STATED GOAL →
Return each line in the rows below that contains the string "lamp".

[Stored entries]
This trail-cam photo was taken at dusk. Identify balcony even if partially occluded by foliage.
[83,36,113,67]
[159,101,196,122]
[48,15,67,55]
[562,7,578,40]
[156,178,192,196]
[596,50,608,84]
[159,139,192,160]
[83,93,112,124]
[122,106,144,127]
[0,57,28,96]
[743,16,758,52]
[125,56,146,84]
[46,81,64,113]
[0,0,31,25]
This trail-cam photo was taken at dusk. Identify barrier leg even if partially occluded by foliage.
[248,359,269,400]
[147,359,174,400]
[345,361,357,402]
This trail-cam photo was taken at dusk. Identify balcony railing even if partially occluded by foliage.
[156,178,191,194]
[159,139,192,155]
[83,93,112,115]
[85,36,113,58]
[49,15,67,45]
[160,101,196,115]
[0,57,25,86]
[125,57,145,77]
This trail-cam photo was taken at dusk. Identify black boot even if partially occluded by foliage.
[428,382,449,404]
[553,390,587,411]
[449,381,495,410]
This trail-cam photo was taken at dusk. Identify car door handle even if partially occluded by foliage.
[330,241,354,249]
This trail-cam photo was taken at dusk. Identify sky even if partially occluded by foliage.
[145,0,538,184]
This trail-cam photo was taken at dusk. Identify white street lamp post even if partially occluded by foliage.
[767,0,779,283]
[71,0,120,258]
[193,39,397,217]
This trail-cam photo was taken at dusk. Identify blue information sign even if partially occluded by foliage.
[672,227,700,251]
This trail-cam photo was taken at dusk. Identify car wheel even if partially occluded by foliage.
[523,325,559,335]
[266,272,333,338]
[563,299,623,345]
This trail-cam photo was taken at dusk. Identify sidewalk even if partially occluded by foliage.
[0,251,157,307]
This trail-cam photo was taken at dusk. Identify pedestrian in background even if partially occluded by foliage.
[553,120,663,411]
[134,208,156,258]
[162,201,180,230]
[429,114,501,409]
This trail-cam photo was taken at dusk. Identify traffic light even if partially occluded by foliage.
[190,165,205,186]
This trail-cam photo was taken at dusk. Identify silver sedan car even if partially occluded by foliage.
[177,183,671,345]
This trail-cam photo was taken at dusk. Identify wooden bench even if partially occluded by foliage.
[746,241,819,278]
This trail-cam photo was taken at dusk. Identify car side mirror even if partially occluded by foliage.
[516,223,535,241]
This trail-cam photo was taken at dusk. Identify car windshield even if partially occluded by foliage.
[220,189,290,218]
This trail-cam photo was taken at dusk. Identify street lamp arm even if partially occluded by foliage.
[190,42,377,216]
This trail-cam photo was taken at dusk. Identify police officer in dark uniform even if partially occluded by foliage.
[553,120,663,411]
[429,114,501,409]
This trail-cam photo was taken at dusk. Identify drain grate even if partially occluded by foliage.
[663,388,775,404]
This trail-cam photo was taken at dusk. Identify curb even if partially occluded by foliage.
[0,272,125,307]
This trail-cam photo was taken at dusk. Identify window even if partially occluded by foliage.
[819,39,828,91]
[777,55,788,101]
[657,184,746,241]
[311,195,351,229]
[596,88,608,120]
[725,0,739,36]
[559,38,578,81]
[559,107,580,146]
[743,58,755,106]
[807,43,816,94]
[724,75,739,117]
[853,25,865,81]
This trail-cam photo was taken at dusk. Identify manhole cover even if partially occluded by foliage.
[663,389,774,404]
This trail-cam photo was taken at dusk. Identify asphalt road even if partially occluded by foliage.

ANSWER FOR THIS EXERCISE →
This trail-cam photo was taken at dusk. Identify white street lamp post even if partially occluded by foliage.
This trail-cam photo was taken at dusk. Identify street lamp arm even if partially occluded by foliage.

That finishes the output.